(Records excerpted from a collection)
########################################

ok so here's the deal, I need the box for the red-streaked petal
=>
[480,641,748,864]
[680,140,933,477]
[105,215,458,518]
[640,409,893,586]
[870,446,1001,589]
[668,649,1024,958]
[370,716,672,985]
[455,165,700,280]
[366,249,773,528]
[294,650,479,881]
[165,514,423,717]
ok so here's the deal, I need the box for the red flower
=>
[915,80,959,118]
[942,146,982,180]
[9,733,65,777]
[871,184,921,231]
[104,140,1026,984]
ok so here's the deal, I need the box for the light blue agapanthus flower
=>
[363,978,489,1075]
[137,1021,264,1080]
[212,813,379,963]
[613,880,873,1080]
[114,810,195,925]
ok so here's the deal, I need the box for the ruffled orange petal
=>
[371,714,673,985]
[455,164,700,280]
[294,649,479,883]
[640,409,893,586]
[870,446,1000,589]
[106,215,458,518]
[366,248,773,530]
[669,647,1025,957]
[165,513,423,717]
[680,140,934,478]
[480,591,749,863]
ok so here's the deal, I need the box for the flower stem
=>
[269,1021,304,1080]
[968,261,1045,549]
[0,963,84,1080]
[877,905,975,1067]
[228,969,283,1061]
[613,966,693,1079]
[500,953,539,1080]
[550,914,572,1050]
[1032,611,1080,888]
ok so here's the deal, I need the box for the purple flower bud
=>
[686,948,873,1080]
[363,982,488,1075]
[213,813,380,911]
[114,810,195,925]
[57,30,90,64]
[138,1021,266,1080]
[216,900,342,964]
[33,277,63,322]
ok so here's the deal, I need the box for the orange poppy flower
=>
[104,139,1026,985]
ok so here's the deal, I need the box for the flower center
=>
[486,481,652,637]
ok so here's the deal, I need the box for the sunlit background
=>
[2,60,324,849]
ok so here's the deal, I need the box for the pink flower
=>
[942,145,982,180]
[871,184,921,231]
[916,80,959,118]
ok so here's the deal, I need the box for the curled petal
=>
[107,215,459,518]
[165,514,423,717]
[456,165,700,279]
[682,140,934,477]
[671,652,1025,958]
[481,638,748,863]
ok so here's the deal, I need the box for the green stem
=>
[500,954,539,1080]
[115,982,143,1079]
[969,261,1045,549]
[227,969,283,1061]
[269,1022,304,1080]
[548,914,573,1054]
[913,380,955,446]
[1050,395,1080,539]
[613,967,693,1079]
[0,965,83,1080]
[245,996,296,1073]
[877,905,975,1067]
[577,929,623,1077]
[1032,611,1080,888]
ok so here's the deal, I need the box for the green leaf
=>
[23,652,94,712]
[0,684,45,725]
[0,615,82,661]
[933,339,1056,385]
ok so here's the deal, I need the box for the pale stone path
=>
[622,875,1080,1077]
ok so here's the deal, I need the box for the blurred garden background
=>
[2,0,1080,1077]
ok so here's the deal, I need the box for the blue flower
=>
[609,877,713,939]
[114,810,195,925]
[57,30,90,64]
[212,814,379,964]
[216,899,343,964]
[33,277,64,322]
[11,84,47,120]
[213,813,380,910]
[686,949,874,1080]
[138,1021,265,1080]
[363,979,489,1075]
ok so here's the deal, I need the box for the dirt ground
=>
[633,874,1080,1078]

########################################

▶ Exercise requirements
Say how many lines in the data hold the string "background". No other content should accompany the number.

▶ Problem solution
2